Excerpted data: Begin

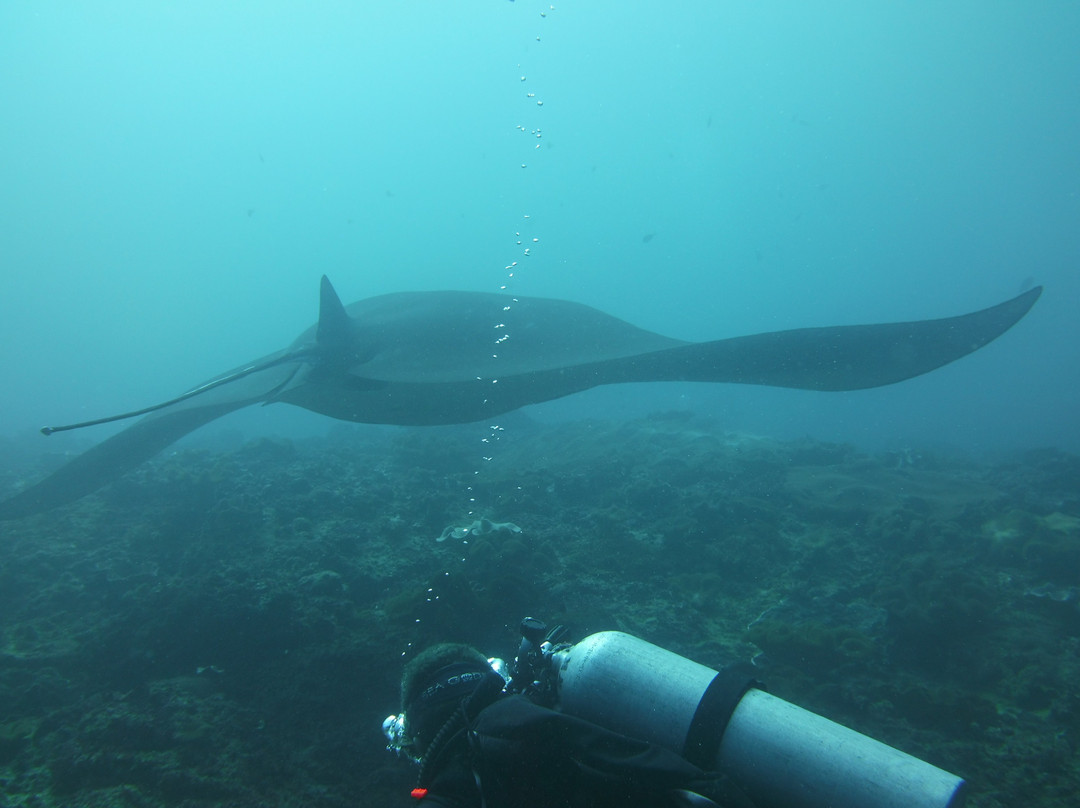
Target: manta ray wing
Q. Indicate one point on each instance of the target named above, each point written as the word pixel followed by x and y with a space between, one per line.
pixel 428 358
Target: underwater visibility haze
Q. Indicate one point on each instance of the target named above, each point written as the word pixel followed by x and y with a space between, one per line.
pixel 558 220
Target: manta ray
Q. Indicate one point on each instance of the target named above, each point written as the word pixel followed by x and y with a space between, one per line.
pixel 432 358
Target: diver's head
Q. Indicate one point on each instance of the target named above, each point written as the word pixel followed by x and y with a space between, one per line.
pixel 435 683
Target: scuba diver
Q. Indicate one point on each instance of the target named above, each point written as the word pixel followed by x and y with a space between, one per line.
pixel 613 721
pixel 480 745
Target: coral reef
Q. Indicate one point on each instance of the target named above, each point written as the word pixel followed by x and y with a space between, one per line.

Excerpted data: End

Exercise aim: Take from the listing above each line that contains the string "manta".

Solution to this task:
Target: manta ray wing
Target: manta ray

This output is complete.